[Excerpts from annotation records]
◇ ◇ ◇ ◇ ◇ ◇ ◇

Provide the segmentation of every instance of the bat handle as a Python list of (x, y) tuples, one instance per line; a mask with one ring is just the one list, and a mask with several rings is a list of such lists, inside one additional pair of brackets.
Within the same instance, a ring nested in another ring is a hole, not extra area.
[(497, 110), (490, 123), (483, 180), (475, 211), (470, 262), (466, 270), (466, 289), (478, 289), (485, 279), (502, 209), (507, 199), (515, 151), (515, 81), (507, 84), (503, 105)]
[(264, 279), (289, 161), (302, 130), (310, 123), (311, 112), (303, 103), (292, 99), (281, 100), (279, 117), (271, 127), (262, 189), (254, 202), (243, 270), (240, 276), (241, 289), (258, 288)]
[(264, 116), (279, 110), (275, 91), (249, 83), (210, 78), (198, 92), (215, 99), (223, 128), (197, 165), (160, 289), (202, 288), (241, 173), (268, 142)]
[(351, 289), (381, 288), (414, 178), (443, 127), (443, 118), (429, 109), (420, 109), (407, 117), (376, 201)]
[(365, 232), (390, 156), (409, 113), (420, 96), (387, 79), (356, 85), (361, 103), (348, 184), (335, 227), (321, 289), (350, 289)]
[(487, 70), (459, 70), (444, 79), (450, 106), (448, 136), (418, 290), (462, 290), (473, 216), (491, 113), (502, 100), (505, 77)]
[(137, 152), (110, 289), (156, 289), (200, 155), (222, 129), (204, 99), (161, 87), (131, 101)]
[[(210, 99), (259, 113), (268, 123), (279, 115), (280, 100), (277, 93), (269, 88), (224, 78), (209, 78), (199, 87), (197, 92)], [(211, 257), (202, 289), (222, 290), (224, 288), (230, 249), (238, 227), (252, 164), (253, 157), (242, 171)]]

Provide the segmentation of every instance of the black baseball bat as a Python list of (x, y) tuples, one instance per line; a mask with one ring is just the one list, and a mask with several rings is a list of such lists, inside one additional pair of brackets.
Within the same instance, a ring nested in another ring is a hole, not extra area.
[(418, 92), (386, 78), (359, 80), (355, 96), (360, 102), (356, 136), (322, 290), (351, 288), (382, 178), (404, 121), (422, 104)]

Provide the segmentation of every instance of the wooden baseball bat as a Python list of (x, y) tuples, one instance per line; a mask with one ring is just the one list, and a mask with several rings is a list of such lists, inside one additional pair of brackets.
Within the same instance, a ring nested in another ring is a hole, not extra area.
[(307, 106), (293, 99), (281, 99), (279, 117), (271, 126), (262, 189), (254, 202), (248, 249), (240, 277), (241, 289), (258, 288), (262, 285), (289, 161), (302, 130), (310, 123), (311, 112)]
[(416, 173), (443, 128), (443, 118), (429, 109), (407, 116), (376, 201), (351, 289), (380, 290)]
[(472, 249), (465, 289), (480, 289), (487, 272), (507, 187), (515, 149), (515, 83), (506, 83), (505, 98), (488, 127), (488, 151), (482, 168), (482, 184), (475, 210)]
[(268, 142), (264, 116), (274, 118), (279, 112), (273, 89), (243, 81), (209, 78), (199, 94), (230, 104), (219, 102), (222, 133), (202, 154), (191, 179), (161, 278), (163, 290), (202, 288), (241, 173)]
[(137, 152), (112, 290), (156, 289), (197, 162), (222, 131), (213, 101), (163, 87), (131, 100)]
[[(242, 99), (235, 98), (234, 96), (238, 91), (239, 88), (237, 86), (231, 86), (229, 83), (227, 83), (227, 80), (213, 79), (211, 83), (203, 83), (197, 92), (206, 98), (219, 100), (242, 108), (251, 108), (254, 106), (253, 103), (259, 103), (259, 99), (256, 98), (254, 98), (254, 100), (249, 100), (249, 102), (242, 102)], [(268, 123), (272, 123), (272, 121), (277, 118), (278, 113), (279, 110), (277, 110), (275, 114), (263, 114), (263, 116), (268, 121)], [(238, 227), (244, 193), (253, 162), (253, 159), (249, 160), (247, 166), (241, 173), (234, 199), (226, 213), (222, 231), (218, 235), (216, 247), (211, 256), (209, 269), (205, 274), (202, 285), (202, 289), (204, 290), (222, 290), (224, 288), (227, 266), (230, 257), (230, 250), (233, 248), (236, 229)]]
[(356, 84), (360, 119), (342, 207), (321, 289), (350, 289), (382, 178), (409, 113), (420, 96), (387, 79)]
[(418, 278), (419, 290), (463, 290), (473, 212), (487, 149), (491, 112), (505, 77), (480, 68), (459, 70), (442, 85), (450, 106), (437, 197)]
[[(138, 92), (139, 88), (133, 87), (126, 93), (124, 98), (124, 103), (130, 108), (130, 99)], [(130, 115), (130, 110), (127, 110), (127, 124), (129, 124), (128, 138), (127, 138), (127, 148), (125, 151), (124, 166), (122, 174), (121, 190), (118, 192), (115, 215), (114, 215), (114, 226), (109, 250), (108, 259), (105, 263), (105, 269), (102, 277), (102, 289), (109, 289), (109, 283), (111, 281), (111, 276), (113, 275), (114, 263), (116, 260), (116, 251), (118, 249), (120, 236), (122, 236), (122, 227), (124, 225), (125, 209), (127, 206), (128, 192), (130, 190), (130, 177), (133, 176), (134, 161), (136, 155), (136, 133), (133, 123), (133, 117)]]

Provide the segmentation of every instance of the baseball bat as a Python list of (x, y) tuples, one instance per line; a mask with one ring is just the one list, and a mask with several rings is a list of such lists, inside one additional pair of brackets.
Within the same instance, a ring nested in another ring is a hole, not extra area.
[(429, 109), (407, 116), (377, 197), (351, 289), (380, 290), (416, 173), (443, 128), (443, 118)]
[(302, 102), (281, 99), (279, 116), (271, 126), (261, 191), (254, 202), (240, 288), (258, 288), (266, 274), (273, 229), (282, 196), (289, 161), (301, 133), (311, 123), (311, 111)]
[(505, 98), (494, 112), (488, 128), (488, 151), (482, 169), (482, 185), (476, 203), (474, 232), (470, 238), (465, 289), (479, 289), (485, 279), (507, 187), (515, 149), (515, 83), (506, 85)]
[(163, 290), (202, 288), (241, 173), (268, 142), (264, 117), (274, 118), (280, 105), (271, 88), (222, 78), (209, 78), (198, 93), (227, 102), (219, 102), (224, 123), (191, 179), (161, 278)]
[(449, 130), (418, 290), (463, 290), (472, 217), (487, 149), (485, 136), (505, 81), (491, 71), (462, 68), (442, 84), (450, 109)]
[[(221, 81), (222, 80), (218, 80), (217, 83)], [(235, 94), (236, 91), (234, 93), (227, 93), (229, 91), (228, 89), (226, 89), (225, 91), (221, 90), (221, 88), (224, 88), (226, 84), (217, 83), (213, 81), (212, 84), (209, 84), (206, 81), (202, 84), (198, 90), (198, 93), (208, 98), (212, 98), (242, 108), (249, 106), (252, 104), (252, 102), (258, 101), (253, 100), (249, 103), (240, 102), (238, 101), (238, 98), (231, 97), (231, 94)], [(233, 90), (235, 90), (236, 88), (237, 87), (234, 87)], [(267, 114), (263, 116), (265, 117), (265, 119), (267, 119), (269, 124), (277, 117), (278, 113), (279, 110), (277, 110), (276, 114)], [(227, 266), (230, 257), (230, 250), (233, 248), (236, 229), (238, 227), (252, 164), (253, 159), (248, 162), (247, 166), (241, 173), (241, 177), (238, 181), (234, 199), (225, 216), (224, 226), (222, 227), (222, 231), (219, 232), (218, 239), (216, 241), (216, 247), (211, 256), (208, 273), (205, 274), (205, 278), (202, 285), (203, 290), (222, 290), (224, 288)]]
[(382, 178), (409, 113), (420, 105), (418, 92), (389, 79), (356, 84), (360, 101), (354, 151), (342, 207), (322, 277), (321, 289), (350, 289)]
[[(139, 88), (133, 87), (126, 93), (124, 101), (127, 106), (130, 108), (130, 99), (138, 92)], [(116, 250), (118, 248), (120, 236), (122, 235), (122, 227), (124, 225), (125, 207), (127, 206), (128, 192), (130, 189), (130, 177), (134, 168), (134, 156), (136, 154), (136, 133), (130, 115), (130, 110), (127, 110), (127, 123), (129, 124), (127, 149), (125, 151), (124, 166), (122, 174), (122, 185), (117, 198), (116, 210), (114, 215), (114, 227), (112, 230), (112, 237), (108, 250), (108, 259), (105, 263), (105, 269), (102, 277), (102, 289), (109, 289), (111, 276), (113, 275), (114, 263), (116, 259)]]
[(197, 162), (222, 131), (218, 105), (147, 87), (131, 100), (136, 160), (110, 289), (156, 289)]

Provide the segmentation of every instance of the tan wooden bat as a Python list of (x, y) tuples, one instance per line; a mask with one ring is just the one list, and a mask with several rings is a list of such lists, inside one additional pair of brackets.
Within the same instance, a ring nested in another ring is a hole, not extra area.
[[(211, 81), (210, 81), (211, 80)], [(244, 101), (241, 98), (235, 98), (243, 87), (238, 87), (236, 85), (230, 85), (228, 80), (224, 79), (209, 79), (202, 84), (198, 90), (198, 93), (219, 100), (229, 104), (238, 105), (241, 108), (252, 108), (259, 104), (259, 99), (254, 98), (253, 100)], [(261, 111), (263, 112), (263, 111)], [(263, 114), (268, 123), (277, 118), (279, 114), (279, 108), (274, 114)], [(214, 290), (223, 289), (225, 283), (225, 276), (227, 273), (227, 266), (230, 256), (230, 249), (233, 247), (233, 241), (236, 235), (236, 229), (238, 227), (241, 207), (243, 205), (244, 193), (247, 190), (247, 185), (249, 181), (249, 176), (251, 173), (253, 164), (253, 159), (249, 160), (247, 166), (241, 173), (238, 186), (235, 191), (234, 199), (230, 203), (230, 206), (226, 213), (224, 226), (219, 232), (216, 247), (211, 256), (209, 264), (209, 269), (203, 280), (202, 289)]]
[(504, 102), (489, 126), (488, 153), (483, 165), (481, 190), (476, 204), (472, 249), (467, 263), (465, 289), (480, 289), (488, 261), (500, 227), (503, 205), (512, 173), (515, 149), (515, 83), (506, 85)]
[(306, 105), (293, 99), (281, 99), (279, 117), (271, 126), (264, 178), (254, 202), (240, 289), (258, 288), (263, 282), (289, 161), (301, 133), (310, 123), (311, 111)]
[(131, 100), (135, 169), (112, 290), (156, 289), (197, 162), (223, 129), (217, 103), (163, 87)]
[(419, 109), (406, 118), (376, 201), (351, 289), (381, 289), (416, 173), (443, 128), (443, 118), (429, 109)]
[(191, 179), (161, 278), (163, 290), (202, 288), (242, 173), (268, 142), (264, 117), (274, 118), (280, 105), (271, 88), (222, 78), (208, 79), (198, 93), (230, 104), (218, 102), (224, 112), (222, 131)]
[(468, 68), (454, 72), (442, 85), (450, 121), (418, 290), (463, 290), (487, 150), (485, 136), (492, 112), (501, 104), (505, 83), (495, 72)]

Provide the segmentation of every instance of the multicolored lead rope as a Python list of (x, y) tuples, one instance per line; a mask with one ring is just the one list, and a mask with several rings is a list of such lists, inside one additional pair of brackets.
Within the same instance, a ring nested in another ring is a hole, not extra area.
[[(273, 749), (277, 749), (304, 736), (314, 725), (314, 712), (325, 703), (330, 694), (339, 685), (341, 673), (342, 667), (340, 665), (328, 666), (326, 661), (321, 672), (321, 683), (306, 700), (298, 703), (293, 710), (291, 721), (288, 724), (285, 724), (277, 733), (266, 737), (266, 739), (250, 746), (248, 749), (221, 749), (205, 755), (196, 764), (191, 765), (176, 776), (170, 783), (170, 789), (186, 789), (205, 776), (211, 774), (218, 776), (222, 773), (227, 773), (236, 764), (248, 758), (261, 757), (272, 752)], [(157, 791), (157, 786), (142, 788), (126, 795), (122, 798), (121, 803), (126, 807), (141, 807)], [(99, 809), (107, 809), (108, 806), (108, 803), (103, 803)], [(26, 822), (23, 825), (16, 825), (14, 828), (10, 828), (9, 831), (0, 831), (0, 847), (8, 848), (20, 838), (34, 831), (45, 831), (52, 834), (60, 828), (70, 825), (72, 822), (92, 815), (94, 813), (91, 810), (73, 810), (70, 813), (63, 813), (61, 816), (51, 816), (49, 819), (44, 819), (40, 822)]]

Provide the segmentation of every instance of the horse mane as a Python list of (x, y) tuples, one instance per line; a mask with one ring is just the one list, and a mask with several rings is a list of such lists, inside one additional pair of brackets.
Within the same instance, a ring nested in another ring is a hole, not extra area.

◇ ◇ ◇ ◇ ◇ ◇ ◇

* SHORT EXERCISE: Can you copy out, word for word, the stretch of rows from the line containing "Provide the segmentation of every instance of the tan" through the line containing "103), (163, 87)]", both included?

* REPLY TO THE EXERCISE:
Provide the segmentation of every instance of the tan wooden bat as a Python list of (x, y) tuples, one instance per line; a mask with one ring is just the one list, and a mask with several rings is a list of such lists, inside one additional pair of brackets.
Within the same instance, a ring nested in another ring is a hole, not extra area.
[[(211, 81), (210, 81), (211, 80)], [(244, 101), (241, 98), (235, 98), (243, 87), (238, 87), (236, 85), (230, 85), (228, 80), (224, 79), (209, 79), (202, 84), (198, 90), (198, 93), (219, 100), (229, 104), (238, 105), (241, 108), (252, 108), (259, 104), (259, 99), (254, 98), (253, 100)], [(261, 111), (263, 112), (263, 111)], [(263, 114), (268, 123), (277, 118), (279, 114), (279, 108), (274, 114)], [(214, 290), (223, 289), (225, 283), (225, 276), (227, 273), (227, 266), (230, 256), (230, 249), (233, 247), (233, 241), (236, 235), (236, 229), (238, 227), (241, 207), (243, 205), (244, 193), (247, 190), (247, 185), (249, 181), (249, 176), (251, 173), (253, 164), (253, 159), (249, 160), (247, 166), (241, 173), (238, 186), (235, 191), (234, 199), (230, 203), (230, 206), (226, 213), (224, 226), (219, 232), (216, 247), (211, 256), (209, 264), (209, 269), (203, 280), (202, 289)]]
[(504, 102), (489, 126), (488, 153), (483, 165), (481, 190), (476, 204), (472, 249), (467, 263), (465, 289), (480, 289), (488, 261), (500, 227), (503, 205), (512, 173), (515, 149), (515, 83), (506, 85)]
[(306, 105), (293, 99), (281, 99), (279, 117), (271, 126), (264, 178), (254, 202), (240, 289), (258, 288), (263, 282), (289, 161), (301, 133), (310, 123), (311, 111)]
[(131, 100), (135, 169), (112, 290), (156, 289), (197, 162), (223, 129), (217, 103), (163, 87)]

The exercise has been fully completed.